In your copy of the records, include every word exactly and no pictures.

Collection entries
"""

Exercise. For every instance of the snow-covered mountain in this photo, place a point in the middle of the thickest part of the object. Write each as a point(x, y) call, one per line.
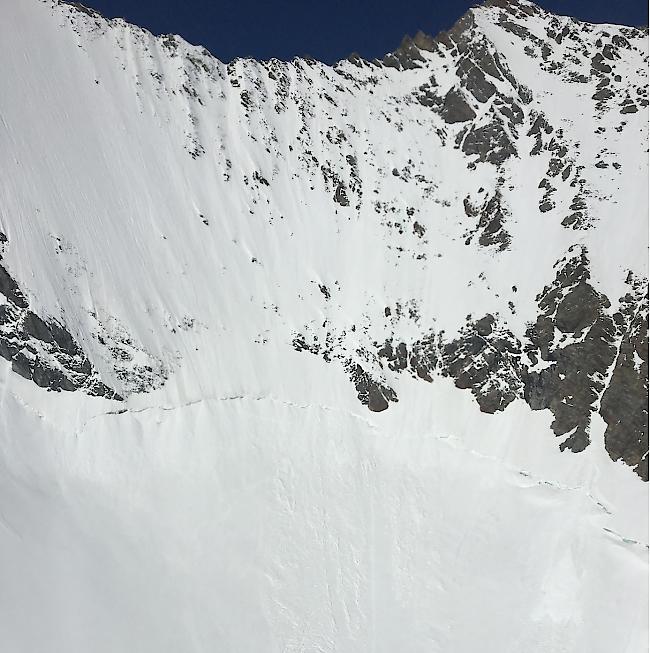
point(310, 358)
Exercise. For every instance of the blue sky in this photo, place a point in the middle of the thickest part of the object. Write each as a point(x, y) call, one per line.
point(328, 30)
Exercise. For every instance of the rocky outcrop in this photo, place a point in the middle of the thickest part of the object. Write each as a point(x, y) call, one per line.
point(624, 405)
point(43, 350)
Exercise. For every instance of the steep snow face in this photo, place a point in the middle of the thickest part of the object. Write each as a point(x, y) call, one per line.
point(298, 357)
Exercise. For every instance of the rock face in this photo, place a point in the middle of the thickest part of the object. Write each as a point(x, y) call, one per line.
point(467, 179)
point(42, 351)
point(574, 338)
point(624, 404)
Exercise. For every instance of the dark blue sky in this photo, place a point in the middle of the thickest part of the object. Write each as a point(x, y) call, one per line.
point(327, 30)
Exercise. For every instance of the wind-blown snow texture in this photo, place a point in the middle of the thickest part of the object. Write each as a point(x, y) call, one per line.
point(310, 358)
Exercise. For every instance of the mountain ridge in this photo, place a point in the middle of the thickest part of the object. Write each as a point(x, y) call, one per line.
point(300, 357)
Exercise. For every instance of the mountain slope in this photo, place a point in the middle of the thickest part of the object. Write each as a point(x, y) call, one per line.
point(326, 349)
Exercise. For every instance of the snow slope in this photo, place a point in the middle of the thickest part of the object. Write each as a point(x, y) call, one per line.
point(310, 358)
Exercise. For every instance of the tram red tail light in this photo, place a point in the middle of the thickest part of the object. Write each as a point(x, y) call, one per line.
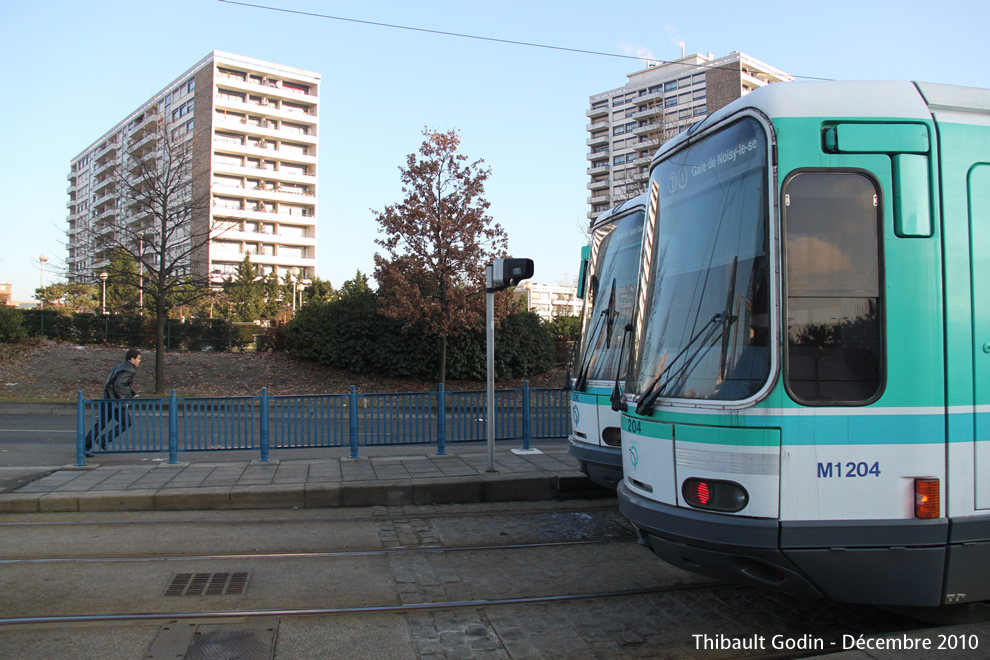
point(714, 495)
point(927, 498)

"""

_ANSWER SECTION_
Exercise. For every instance of the snow-covered mountain in this photo, place a point in the middle of the thickest part of the object. Write each as a point(x, y) call, one per line.
point(310, 358)
Exercise. For every instance of the blue sky in this photo, place a point in the middle of the thickest part of the object. Write each as a point(x, y) call, one per line.
point(328, 30)
Exercise. For every instance of the rocky outcrop in this photo, place a point in the middle of the thickest part of the object. Write each as a point(x, y) call, one per line.
point(624, 405)
point(43, 350)
Exercise. For every instance of the steep snow face in this photo, place a point in the middle of the thickest part of the object. Write each as a point(x, y) call, one per line.
point(298, 357)
Exercise. For every instance of the rock face in this photo, place a point in the middle of the thickest part of the object. Write each as a point(x, y) call, one per line.
point(467, 179)
point(42, 351)
point(574, 338)
point(624, 404)
Exercise. For every instance of the dark blue sky in this photo, place a point in the middle of the thickest part of the object. Write each as a point(x, y) call, one per line.
point(327, 30)
Exercise. For every instance of the wind-blown snow texture in this photo, place a point in the middle of the thickest part of the object. Write each as a point(x, y) call, one per line.
point(310, 358)
Exercise. For every instance of the mountain ridge in this photo, place a point in the middle of the thickest part of the object. Write each as a point(x, y) call, one per line.
point(300, 357)
Exercise. For every instance of the mountain slope in this photo, place a point in the middle of the thickest part of the object. Write each as a point(x, y) call, one per line.
point(326, 349)
Exercise. For every instance of the snow slope in this photo, place a point in the middle of the thickest part of the object. Write each as a point(x, y) call, one per line.
point(310, 358)
Exercise. For every instance of the tram red tail light in this photo, place a point in the middle of the thickest part of the object. Write each as a point(x, y) call, one per line.
point(714, 495)
point(927, 498)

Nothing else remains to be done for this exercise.